Reproduce nothing but the closing run of lines: the line with "Task: tag every instance of the mcdonald's" and each line that follows it to the end of the data.
————
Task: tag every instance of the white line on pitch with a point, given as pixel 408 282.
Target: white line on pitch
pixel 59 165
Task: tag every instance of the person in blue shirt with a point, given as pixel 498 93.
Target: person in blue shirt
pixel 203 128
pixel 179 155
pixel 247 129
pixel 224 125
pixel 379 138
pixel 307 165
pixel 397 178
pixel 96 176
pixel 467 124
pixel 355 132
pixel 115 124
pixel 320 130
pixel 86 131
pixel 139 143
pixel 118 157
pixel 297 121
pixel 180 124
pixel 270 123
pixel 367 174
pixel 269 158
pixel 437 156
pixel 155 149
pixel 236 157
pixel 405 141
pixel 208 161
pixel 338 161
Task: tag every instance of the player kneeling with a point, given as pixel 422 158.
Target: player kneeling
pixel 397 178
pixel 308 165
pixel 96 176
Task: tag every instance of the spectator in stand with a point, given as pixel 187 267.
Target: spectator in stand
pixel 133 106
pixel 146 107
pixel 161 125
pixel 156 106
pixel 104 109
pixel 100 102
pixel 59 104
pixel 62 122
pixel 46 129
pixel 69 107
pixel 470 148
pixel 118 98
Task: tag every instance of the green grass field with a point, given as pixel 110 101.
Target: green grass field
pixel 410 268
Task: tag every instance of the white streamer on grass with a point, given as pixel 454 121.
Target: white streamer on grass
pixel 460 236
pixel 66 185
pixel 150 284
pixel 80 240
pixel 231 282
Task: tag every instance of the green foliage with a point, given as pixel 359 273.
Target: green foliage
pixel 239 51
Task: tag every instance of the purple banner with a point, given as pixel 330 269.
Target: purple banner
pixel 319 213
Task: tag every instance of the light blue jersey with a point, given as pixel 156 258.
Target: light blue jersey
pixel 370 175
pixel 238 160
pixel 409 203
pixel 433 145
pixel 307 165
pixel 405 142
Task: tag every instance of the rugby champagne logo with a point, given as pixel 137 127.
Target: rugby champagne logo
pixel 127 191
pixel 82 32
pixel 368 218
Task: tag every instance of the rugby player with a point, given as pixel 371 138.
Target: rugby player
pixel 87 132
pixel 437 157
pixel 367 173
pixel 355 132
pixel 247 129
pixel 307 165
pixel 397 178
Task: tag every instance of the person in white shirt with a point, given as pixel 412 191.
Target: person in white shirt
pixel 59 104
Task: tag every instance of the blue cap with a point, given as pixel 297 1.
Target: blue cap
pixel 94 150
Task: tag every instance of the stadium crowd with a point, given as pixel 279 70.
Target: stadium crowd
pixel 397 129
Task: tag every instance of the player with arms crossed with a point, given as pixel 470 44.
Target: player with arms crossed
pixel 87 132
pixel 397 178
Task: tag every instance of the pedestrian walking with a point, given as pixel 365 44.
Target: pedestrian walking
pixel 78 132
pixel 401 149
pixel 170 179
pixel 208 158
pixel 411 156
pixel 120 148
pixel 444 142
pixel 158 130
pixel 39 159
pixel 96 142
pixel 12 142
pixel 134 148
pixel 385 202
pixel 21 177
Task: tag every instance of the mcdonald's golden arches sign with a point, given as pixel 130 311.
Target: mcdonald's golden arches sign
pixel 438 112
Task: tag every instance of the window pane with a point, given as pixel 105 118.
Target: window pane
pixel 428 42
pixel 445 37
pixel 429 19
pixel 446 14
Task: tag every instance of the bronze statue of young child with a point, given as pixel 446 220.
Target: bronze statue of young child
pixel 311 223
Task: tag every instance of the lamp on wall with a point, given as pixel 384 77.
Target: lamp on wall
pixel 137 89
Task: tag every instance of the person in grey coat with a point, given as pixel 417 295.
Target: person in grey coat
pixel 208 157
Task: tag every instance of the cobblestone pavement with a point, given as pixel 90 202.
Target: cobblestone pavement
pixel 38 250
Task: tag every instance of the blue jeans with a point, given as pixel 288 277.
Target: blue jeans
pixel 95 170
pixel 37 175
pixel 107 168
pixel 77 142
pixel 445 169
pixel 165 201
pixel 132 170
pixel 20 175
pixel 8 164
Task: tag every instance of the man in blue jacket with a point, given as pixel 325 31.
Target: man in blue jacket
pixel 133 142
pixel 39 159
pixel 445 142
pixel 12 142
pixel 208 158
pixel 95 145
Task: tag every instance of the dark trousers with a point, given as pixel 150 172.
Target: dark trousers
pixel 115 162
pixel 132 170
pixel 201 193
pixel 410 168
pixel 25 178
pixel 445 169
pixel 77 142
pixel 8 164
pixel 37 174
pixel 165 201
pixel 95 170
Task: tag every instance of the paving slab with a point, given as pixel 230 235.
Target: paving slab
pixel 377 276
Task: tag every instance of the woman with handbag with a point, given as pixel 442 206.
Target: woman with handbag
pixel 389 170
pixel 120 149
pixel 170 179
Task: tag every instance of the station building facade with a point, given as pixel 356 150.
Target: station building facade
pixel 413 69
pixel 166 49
————
TASK SOLUTION:
Task: tag every instance of the mcdonald's golden arches sign with a point, given as pixel 130 311.
Target: mcdonald's golden arches sign
pixel 438 112
Task: tag every instance of the window pane with a point, given as pixel 105 118.
Target: window pane
pixel 428 42
pixel 445 37
pixel 429 19
pixel 446 14
Task: tag every instance of the bronze statue of young child with a point, given as pixel 446 220.
Target: bronze statue of young child
pixel 311 223
Task: tag every instance of the lamp on wall with a point, given as pixel 384 77.
Target: lamp on wall
pixel 137 89
Task: tag every instance of the person in grey coat with a point, given as pixel 417 295.
Target: person in grey coat
pixel 208 157
Task: tag every instance of the cobblestone pavement with a point, given as pixel 90 202.
Target: cobblestone pavement
pixel 38 250
Task: tag every instance of the blue jeans with a point, given as pixel 288 277.
Target: blue jeans
pixel 95 170
pixel 37 175
pixel 107 168
pixel 77 142
pixel 445 169
pixel 165 201
pixel 132 170
pixel 20 175
pixel 8 164
Task: tag every instance of the man in blue jacket with a point, given as pixel 325 31.
Target: man in blue jacket
pixel 133 142
pixel 39 159
pixel 445 142
pixel 12 142
pixel 208 158
pixel 95 145
Task: tag every instance of the dark trousers with a point, given as pixel 150 172.
Target: dark trousers
pixel 115 162
pixel 132 170
pixel 201 193
pixel 410 168
pixel 25 178
pixel 445 169
pixel 77 142
pixel 8 164
pixel 37 174
pixel 165 201
pixel 95 170
Task: tag every instance of the paving slab with a point, given as pixel 230 235.
Target: paving slab
pixel 377 276
Task: tag every instance of the woman with handbag with a point, given as pixel 442 206.
Target: woman with handbag
pixel 389 170
pixel 120 149
pixel 170 179
Task: tag every instance of the station building facade with a point, given as pixel 356 150.
Target: station building facade
pixel 413 69
pixel 166 49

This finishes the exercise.